## Required action 1
In the text on commercial real estate commission, what share of the commission does the brokerage take before the agent gets paid?
## Required action 2
Please pick up the text on commercial real estate commission after its last sentence and carry it forward in the same voice.

## Given text
***

Part three of a three-part series on finding, negotiating, and the money.


An picture show who pays for real estate commission and why.

Money is why you lack expert commercial real estate representation. Once you see the full picture, you realize the system was never built for you.


What is Commercial Real Estate Commission?

A commission is a performance-based fee paid out once you are 100% committed. It is calculated as a percentage, a flat amount, or by the square footage, and it is paid by the landlord or seller.


Why Landlords and Sellers Pay Real Estate Commission

Before the internet, landlords and sellers paid commissions to bring clients through the door. It was essentially a marketing fee.


The internet changed that. Today, the fee reduces risk for the landlord or seller. Vacant real estate is costly, and when you need to sell, it's expensive to hold property. Commercial transactions take significant time and money, so the commission motivates the agent to close faster.


Money is the driver, and commission is cheap compared to what is at stake. We know this because when the market shifts in the landlord's or seller's favor, commission fees shrink.


Sophisticated owners understand leverage. In a hot market, the transaction closes faster because the buyer or tenant is motivated. The lack of supply reduces the owner's risk, and the commission gets reduced.


The Myth of Commission Savings

Healthcare professionals mistakenly assume going unrepresented saves them money. This is a myth. Sophisticated owners view commissions as a built-in cost of doing business, just like legal and banking fees.


Going unrepresented rarely benefits your medical business. Corporations look at the big picture, and commission is not their primary concern.


In fact, during my time at the big brokerages, commercial landlords and developers would regularly introduce unrepresented customers. The commission is budgeted for, and they prefer the customer to have a representative navigate the complex process to assure the transaction closes.


How Much Does Your Real Estate Agent Really Make?

Your agent does not keep 100% of the commission. The brokerage takes a 20% to 60% cut off the top. As independent contractors, they pay all expenses out of what remains.


The Silent Tax: Like healthcare, commercial real estate drowns in bureaucracy.

***

## Information given
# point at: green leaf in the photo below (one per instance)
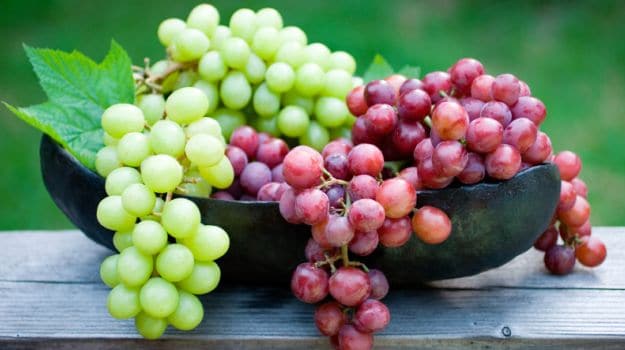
(378, 69)
(78, 91)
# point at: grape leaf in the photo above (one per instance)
(78, 91)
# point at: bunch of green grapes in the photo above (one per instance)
(259, 73)
(146, 159)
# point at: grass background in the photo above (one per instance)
(571, 53)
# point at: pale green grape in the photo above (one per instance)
(150, 327)
(175, 262)
(330, 111)
(111, 215)
(266, 42)
(280, 77)
(122, 240)
(309, 79)
(138, 200)
(342, 60)
(158, 297)
(243, 24)
(133, 267)
(204, 17)
(153, 107)
(133, 148)
(255, 69)
(122, 118)
(167, 137)
(181, 217)
(338, 83)
(220, 175)
(235, 52)
(149, 237)
(161, 173)
(212, 67)
(293, 121)
(106, 160)
(316, 136)
(268, 17)
(119, 179)
(186, 105)
(189, 45)
(108, 271)
(188, 314)
(208, 243)
(170, 28)
(235, 90)
(229, 120)
(266, 102)
(123, 302)
(204, 278)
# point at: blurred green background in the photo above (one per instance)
(572, 53)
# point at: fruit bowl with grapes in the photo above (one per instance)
(252, 156)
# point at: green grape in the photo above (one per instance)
(122, 118)
(167, 137)
(204, 278)
(293, 98)
(170, 28)
(106, 160)
(181, 217)
(189, 45)
(111, 215)
(235, 52)
(342, 60)
(280, 77)
(266, 42)
(161, 173)
(158, 297)
(235, 90)
(212, 67)
(188, 314)
(266, 102)
(123, 302)
(255, 69)
(152, 106)
(338, 83)
(331, 111)
(204, 17)
(293, 34)
(268, 17)
(149, 237)
(133, 267)
(138, 200)
(220, 175)
(291, 52)
(150, 327)
(175, 262)
(119, 179)
(309, 79)
(293, 121)
(208, 243)
(229, 120)
(186, 105)
(133, 148)
(122, 240)
(108, 271)
(243, 24)
(316, 136)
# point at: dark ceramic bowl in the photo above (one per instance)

***

## Task answer 1
The brokerage takes a 20% to 60% cut off the top.

## Task answer 2
Regulations expand to protect consumers, but paperwork steals time an agent should spend with you. When I started, continuing education was thirty minutes a year with one compliance document. There was time to analyze real estate. Now education has quadrupled, and every transaction requires documentation that does not help you. It only satisfies regulations.


What happens when your agent is part of a team? Sounds reassuring. More people, more support, better results.


A image of a commission split chart showing what real estate agents really make

Look closer at the money.


The Money Split: Commissions are shared across the team. Structures vary. Some pool the money; others follow the "Hunt, Kill, Eat" structure below:


The Hunter: If a Hunter refers a lead to another agent, they take a 15% to 25% split of the total commission.


The Killer: The Killer is the closer. This agent does the work of showing spaces, documentation, negotiating, and due diligence. They take the remaining 75% to 85% commission.


The Eater: The Eater gets it all. Usually team leaders, they keep 100% of the commission from start to finish. They choose their clients, picking the ones that pay the most.


The House Cut: Lastly, agents and teams pay "the house." The brokerage takes 20% to 60% of gross earnings.


The Agent Reality: Once carved up, your agent keeps a fraction of what you assumed. After team splits and house cuts, they pay expenses and taxes.


If you are a 5,000-square-foot tenant, your transaction seems appealing. To the agent, you are a 1,000- to 2,500-square-foot transaction after overhead. This is why you feel ripped off. The structure is flawed. An agent cannot give 100% when they do not keep 100%.


That is the economic reality of the person running your real estate department.


Do not be fooled by fancy titles at big institutional firms. Titles do not equal expertise.


The Hidden Cost of More Time

Here is where the math turns against you.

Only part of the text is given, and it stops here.